» **Text for analysis**
--- START ---
Government to propose cigarette and alcohol tax hike

Ahmed A. Namatalla
5 Min Read

Plan to finance LE 1 billion of LE 8 billion needed for universal healthcare coverage

CAIRO: The government plans to introduce a bill to the People s Assembly to raise cigarette and alcohol taxes by as much as 20 percent to help finance universal health insurance as promised by President Hosni Mubarak during last year s election campaign, several government sources revealed.

The state expects the proposed increase to bring in about LE 1 billion annually. The government estimates its current healthcare budget of LE 8 billion needs to be doubled in order to finance a universal healthcare system and raise the standards for services being offered now at government hospitals. Other possible tax increases may be implemented in vehicle licensing, road tolls and cement factories, a source in Prime Minister Ahmed Nazif s office says.

But any increase in cigarette taxes will have to be negotiated with state-owned Eastern Tobacco, which owns a monopoly on cigarette production, and debated on the floors of the People s Assembly and Shura Council, a process likely to take months, the source says.
--- END ---
[Dataset entries]
--- START ---
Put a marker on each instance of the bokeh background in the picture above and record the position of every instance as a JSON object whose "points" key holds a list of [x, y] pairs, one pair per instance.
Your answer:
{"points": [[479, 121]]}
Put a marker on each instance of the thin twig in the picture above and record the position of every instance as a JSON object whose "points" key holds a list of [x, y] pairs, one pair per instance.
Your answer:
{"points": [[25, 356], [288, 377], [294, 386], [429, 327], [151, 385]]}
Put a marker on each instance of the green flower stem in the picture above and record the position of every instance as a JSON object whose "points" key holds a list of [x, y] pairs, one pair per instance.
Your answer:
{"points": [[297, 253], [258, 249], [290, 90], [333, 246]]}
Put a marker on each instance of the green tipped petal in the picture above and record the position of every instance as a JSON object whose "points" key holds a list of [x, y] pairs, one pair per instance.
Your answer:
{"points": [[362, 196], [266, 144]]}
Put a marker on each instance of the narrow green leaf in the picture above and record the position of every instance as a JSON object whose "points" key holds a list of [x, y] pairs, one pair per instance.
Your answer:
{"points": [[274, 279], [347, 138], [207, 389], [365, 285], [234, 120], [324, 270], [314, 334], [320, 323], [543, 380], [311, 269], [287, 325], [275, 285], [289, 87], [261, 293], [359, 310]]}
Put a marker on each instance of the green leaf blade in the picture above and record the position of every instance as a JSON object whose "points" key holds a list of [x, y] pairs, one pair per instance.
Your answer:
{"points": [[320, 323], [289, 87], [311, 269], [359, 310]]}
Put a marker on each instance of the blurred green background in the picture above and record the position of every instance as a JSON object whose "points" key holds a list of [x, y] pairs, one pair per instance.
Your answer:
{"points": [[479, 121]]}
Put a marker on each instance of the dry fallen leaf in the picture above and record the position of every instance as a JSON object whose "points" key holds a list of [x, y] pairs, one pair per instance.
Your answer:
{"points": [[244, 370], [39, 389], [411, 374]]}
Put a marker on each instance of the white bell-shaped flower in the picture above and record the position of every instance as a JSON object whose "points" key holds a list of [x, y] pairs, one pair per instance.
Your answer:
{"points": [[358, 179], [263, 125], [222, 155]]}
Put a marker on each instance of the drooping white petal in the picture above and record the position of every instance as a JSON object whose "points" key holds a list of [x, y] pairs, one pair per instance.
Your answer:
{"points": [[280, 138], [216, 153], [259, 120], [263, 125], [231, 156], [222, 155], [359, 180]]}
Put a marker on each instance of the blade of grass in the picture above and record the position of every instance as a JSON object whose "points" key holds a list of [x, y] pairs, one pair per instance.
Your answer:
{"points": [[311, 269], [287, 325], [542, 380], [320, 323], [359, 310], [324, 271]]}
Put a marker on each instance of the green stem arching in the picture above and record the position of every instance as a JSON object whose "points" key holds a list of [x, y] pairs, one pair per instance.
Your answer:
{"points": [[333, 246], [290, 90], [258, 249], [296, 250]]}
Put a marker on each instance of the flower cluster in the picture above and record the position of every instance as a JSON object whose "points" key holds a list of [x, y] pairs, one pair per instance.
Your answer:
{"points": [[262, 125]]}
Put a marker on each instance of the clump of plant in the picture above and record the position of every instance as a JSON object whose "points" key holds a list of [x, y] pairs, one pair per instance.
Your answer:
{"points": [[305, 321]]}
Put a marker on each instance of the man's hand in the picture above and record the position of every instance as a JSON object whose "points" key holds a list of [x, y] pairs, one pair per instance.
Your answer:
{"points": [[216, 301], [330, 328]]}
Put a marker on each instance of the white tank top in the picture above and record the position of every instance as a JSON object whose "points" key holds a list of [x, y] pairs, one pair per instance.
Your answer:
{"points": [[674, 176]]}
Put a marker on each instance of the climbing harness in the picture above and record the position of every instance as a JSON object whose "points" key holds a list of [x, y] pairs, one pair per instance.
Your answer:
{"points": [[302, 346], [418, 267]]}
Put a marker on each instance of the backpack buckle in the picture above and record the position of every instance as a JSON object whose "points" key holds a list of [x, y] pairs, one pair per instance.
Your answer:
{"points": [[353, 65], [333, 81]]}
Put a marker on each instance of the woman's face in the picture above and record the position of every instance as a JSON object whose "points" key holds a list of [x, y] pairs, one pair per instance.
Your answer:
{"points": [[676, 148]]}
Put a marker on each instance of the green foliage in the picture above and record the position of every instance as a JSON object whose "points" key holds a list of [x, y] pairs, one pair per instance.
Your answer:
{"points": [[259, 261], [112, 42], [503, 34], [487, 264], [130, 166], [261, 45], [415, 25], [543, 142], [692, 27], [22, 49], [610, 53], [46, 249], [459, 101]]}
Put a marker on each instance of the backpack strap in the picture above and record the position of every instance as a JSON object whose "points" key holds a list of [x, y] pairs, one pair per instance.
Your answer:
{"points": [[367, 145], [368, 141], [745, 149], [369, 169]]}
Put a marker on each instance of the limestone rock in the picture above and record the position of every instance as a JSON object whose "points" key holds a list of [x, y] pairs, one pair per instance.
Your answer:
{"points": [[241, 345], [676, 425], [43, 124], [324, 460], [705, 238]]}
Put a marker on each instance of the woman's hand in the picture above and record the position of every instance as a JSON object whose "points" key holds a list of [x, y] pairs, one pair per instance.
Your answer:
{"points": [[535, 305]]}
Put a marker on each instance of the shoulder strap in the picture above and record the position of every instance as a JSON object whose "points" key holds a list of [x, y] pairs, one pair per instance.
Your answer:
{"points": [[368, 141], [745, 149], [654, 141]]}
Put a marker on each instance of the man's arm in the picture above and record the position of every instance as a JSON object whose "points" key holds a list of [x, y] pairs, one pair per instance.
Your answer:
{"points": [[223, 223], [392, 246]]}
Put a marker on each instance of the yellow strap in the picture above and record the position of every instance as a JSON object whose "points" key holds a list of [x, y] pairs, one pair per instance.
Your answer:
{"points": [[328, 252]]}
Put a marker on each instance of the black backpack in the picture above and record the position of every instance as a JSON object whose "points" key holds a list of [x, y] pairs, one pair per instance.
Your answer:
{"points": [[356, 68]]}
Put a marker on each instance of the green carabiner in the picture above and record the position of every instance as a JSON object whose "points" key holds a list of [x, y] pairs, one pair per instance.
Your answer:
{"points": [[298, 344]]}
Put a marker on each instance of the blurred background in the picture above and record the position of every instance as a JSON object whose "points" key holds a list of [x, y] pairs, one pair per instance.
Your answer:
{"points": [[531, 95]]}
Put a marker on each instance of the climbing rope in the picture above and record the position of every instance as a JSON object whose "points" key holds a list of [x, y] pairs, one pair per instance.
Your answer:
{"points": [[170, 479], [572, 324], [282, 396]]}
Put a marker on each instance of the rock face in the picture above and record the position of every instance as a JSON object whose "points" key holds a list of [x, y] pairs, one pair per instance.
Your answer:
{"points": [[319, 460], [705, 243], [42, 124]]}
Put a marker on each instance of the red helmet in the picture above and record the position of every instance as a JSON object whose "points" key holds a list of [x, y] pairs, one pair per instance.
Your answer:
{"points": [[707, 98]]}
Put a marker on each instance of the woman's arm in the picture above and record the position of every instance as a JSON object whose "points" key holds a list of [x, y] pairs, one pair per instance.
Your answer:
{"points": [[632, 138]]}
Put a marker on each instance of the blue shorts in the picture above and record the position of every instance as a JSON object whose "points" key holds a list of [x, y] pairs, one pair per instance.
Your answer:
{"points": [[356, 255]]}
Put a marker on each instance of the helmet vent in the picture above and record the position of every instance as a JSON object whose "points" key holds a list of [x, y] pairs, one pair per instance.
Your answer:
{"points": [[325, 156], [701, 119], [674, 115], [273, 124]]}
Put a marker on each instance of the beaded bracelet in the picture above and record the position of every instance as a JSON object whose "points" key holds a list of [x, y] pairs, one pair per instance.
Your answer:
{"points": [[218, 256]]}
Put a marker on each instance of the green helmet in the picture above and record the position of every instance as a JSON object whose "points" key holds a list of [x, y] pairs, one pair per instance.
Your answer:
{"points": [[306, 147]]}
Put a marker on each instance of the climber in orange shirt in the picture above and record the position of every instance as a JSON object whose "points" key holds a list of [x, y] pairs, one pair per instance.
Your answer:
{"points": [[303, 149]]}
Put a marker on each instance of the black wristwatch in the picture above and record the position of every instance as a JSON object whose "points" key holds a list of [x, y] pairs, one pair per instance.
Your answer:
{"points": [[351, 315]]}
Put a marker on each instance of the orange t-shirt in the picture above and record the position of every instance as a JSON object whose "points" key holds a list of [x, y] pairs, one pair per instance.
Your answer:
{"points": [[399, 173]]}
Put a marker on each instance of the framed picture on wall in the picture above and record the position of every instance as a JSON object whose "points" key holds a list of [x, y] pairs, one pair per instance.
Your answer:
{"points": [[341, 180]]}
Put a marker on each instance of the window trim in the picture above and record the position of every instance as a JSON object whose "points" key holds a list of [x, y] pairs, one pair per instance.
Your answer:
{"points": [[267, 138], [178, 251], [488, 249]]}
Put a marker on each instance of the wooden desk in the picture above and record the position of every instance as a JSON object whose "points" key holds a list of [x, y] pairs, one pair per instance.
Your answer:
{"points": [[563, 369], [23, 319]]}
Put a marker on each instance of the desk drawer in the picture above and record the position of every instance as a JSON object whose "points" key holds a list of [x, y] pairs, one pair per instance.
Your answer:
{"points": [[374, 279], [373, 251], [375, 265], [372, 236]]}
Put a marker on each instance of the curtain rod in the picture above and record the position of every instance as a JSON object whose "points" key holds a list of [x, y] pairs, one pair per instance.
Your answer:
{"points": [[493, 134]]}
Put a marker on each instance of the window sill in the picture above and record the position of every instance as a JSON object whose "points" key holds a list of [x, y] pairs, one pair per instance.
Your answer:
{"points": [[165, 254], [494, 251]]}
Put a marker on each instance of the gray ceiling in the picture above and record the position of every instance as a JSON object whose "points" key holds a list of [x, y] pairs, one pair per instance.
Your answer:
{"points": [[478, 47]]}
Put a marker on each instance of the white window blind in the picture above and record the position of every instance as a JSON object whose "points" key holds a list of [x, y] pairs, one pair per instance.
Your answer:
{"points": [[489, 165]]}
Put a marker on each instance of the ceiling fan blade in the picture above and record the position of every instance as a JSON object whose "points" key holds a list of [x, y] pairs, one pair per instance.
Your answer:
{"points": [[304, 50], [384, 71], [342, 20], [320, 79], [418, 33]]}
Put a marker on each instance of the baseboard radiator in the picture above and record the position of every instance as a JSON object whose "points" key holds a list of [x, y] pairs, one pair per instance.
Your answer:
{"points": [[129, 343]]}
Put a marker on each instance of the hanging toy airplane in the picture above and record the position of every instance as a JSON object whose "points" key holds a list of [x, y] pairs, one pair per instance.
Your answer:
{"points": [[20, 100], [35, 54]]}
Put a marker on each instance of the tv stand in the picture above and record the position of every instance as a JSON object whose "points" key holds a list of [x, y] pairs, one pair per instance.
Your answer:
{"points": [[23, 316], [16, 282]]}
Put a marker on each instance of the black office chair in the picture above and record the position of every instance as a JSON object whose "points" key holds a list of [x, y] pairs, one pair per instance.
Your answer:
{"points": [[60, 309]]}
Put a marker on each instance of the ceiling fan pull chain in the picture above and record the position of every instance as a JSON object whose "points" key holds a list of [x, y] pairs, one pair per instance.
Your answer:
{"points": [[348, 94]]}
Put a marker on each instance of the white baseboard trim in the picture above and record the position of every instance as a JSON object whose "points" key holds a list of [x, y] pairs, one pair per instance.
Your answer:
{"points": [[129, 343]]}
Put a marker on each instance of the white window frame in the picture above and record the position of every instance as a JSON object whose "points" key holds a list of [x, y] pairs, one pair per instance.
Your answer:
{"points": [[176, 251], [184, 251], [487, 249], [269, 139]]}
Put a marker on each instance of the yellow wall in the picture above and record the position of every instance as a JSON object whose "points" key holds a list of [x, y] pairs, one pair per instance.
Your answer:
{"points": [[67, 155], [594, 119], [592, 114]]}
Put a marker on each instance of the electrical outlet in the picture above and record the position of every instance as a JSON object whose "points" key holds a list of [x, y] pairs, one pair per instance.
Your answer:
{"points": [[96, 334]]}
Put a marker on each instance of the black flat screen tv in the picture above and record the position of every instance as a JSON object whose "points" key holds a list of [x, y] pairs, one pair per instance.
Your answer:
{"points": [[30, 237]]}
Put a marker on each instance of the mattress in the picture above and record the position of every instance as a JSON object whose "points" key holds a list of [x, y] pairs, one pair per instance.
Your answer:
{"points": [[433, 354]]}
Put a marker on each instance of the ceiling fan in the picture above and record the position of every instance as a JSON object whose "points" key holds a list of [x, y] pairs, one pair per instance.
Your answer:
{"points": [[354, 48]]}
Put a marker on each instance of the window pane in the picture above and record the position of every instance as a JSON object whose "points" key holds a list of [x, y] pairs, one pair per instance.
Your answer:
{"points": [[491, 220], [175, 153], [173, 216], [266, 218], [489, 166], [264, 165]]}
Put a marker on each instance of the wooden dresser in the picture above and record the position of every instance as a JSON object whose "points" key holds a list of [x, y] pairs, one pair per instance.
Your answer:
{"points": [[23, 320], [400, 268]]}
--- END ---
» **What you will do**
1 > According to the article on the proposed cigarette and alcohol tax increase, how much revenue does the state expect the increase to bring in each year?
2 > Duplicate the passage of the tax article from "Government to propose" up to and including "government sources revealed.".
3 > Continue the article on the cigarette and alcohol tax proposal with the next part, starting after its last sentence.

» **Results of the tasks**
1 > About LE 1 billion annually.

2 >
Government to propose cigarette and alcohol tax hike

Ahmed A. Namatalla
5 Min Read

Plan to finance LE 1 billion of LE 8 billion needed for universal healthcare coverage

CAIRO: The government plans to introduce a bill to the People s Assembly to raise cigarette and alcohol taxes by as much as 20 percent to help finance universal health insurance as promised by President Hosni Mubarak during last year s election campaign, several government sources revealed.

3 >
Still, Mohamed Sorour, head of the technical office of the Egyptian Tax Authority (ETA), denies ETA has any plans to raise taxes on commodities or services. Any talk of increasing taxes contradicts ETA s efforts to reduce taxes and increase total revenues, he adds.

A Ministry of Finance official was not immediately available for comment.

Madiha Khattab, head of the National Democratic Party s (NDP) Health Committee and former Cairo University Dean of the Faculty of Medicine, says the plan has been under consideration by the party for years but has been often met with political opposition. The public, on the other hand, seems to support the idea, as in other countries where the plan has worked.

The costs of healthcare are very high, no doubt, if you want to provide a good service, says Khattab. The logic is to implement taxes on practices that are harmful to health. When a person smokes and they get sick down the line, they will have to rely on health insurance that they ve already paid for in taxes. Most people, I think, support that line of thinking.

Khattab says the party hopes to introduce legislation to Parliament by the end of the current round. The proposed bill asks for cigarette taxes to be increased from LE 0.10 to 10 percent of the price of local and imported cigarettes. She says the most important step is introduction to Parliament for debate, after which, the government will show flexibility in discussing possible means of implementation.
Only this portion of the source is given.